REQUIRED TASK
Return every line of the records below that contains the word "blue". Matching is case-sensitive.
-- Start --
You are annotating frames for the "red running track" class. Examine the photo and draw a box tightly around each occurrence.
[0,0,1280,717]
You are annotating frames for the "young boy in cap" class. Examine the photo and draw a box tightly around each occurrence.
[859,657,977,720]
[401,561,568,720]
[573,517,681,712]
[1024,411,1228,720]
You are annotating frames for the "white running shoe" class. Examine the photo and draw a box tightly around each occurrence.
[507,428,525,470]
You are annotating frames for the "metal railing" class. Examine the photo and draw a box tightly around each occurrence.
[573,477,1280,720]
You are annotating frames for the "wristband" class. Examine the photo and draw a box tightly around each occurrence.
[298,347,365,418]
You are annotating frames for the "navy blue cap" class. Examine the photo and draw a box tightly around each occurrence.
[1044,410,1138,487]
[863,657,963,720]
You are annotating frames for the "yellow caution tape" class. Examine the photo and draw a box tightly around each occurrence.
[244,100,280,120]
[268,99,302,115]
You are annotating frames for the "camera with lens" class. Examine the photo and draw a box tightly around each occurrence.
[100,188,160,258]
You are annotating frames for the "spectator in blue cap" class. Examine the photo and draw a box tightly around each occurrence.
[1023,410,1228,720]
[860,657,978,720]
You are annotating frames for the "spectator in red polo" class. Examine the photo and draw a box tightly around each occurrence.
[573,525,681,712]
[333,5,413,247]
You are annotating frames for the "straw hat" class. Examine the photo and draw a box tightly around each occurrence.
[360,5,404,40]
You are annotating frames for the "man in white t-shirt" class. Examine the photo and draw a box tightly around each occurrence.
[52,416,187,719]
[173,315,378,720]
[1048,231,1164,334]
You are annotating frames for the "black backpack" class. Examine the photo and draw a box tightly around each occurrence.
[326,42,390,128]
-- End --
-- Start --
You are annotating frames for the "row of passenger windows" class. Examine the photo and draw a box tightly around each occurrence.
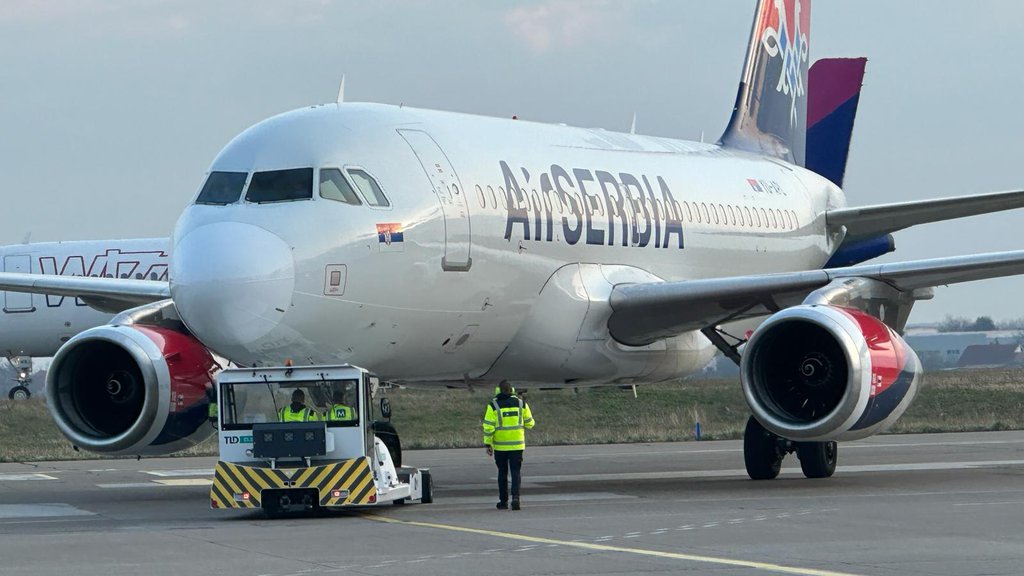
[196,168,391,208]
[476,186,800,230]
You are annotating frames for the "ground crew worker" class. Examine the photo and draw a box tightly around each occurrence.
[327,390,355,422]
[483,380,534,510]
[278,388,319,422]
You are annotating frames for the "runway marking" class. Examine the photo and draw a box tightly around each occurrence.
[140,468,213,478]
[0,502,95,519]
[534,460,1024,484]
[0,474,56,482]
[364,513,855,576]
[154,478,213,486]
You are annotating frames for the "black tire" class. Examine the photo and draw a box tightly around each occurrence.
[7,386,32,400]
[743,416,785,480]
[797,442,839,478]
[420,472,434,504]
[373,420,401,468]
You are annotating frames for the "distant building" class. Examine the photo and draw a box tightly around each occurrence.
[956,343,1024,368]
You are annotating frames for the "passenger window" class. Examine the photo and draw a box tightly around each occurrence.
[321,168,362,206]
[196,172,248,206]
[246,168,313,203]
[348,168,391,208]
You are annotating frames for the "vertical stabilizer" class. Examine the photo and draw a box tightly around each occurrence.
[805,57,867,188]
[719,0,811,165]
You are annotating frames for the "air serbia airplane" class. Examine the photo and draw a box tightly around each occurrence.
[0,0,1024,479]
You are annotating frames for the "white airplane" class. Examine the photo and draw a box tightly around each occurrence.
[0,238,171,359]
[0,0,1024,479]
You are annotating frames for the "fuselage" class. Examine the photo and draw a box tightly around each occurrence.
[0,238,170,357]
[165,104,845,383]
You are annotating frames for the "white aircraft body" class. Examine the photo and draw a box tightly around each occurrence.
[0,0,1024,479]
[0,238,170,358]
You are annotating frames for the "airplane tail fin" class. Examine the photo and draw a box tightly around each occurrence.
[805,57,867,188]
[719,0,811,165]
-- End --
ANSWER TO THIS EXERCISE
You are annotating frames for the "navy blue cap" class. Examine the photo and draw a box tightly around each occurrence.
You are annotating frames for the "spectator in blue cap" class. Examine the photo and draw a box tightly around each occurrence.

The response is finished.